**** STUDY MATERIAL

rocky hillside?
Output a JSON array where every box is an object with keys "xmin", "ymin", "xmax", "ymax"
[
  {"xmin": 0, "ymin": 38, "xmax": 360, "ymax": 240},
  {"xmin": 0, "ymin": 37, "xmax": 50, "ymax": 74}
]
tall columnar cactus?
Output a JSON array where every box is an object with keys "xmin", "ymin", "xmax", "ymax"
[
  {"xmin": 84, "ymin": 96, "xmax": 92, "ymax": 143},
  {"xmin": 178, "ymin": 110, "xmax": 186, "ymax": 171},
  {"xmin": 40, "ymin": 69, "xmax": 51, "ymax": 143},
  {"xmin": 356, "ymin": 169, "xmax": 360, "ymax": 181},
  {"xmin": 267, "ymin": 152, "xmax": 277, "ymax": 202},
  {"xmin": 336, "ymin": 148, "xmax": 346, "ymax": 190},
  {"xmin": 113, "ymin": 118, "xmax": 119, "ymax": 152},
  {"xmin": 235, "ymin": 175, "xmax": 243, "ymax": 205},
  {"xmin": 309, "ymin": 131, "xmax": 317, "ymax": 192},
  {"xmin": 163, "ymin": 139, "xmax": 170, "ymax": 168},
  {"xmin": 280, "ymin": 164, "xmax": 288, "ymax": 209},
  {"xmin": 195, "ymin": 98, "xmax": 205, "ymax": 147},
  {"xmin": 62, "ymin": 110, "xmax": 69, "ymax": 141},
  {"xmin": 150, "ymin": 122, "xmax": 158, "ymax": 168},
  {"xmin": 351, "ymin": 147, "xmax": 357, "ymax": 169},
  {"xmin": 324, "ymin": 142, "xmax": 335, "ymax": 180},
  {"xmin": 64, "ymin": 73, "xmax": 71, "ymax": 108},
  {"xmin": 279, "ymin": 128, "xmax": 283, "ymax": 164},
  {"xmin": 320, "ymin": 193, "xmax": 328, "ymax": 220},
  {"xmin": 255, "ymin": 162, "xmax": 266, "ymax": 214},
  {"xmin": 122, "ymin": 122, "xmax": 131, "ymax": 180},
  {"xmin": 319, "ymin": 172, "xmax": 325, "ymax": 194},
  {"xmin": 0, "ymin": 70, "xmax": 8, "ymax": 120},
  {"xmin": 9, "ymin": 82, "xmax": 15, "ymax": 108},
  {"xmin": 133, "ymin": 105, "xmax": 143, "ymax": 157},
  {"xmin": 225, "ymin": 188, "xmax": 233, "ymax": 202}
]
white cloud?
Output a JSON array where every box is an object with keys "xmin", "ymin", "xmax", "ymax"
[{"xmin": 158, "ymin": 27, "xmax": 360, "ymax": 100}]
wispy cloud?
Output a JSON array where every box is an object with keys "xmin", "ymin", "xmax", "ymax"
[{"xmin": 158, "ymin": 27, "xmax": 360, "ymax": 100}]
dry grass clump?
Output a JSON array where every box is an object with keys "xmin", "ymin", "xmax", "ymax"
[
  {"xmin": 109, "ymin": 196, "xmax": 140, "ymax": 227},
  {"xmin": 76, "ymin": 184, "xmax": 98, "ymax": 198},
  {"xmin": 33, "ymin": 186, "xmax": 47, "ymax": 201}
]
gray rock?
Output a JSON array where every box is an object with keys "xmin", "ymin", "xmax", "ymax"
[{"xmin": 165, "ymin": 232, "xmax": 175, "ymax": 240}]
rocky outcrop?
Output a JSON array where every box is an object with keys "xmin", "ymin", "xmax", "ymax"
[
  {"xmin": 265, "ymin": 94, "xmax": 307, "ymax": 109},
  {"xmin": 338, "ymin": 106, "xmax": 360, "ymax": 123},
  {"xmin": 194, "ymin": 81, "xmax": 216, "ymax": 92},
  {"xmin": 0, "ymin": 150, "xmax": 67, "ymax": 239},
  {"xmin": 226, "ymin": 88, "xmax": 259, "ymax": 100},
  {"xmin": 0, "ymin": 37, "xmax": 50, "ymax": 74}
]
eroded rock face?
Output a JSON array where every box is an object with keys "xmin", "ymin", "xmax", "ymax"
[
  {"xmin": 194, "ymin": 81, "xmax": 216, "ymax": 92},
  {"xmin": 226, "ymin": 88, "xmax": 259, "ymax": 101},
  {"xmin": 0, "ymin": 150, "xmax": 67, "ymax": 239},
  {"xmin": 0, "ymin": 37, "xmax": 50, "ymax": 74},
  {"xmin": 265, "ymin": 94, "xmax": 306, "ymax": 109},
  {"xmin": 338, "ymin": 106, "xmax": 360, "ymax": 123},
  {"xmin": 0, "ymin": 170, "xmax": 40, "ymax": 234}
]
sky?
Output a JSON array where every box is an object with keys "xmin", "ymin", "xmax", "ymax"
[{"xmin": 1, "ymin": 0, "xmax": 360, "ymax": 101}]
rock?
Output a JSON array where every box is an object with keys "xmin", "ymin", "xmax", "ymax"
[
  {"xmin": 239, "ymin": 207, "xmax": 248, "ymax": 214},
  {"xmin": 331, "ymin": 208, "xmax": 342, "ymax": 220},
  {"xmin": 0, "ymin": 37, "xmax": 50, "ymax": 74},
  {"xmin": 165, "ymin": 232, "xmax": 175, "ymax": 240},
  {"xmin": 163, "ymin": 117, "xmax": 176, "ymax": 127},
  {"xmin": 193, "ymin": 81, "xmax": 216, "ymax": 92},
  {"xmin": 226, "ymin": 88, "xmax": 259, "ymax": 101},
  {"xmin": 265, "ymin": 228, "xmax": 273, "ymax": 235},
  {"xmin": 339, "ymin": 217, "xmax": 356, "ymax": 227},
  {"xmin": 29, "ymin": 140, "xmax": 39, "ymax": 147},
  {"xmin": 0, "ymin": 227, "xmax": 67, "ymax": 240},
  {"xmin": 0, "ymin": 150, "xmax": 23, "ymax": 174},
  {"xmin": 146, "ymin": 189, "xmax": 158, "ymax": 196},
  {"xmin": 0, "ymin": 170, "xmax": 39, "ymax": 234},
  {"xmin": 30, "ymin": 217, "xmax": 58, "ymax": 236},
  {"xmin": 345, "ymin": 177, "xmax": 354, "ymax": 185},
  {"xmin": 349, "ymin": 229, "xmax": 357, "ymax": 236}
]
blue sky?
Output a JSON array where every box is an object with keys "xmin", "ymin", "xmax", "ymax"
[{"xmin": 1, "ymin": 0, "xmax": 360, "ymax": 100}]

********

__TASK STATEMENT__.
Would you restate, word for word, every line of the listing from its first line through the line with "tall columnar cactus?"?

__ANSWER SECTION__.
rocky hillside?
Output a JSON array where every box is an object with keys "xmin", "ymin", "xmax", "ymax"
[
  {"xmin": 0, "ymin": 38, "xmax": 360, "ymax": 240},
  {"xmin": 0, "ymin": 37, "xmax": 50, "ymax": 74}
]
tall columnar cactus?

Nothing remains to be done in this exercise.